=== INPUT MATERIAL ===

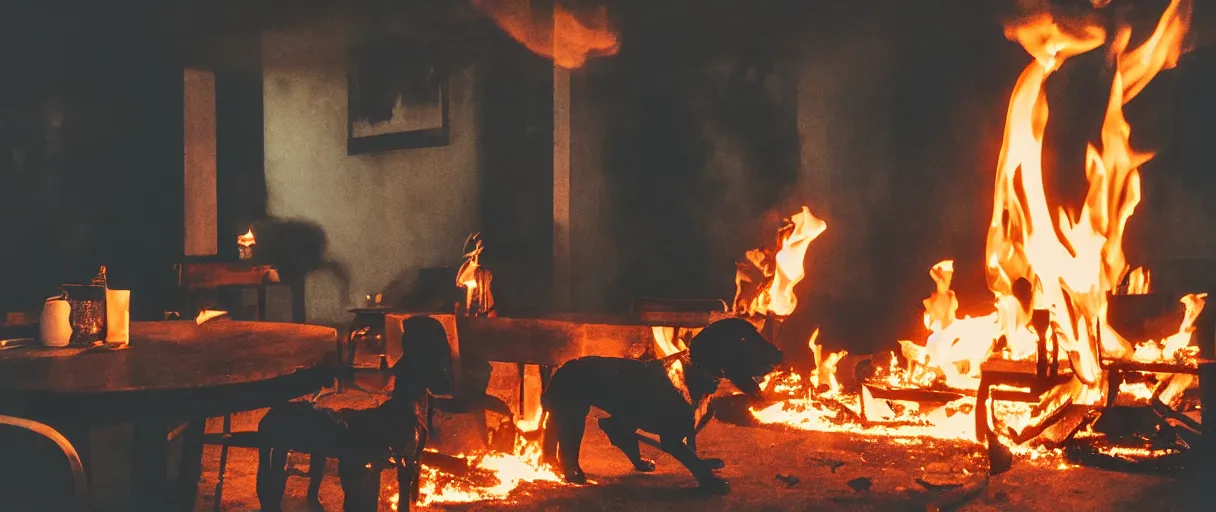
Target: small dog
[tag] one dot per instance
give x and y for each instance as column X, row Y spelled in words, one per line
column 669, row 398
column 365, row 442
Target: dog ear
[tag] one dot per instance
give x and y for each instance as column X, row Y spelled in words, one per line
column 720, row 344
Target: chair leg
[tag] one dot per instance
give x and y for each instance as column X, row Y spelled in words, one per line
column 1114, row 380
column 981, row 410
column 219, row 479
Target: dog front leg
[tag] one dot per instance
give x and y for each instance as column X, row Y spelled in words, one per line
column 415, row 468
column 271, row 477
column 625, row 439
column 570, row 426
column 714, row 463
column 315, row 474
column 360, row 485
column 699, row 470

===

> **THE PROBLEM**
Rewrite all the data above with every "Target" changed to "Object" and nothing else altered. Leave out the pictures.

> **RESPONSE TO THE TASK**
Object: small dog
[tag] one dot per instance
give x and y for each instance as column X, row Y spelled in words, one per line
column 669, row 398
column 365, row 442
Object: dog ear
[tag] one dot per instance
give x and y for each instance as column X, row Y spelled in words, one per line
column 720, row 344
Object: chair leg
[tag] one dot per instance
give x and y for each instance as column X, row Y spelled in words, one per line
column 1114, row 380
column 981, row 410
column 219, row 479
Object: dog front leg
[tag] one dot per instance
give x and y for each instance as column X, row Y spelled in words, one per line
column 415, row 468
column 271, row 477
column 625, row 439
column 570, row 426
column 714, row 463
column 315, row 474
column 360, row 485
column 699, row 470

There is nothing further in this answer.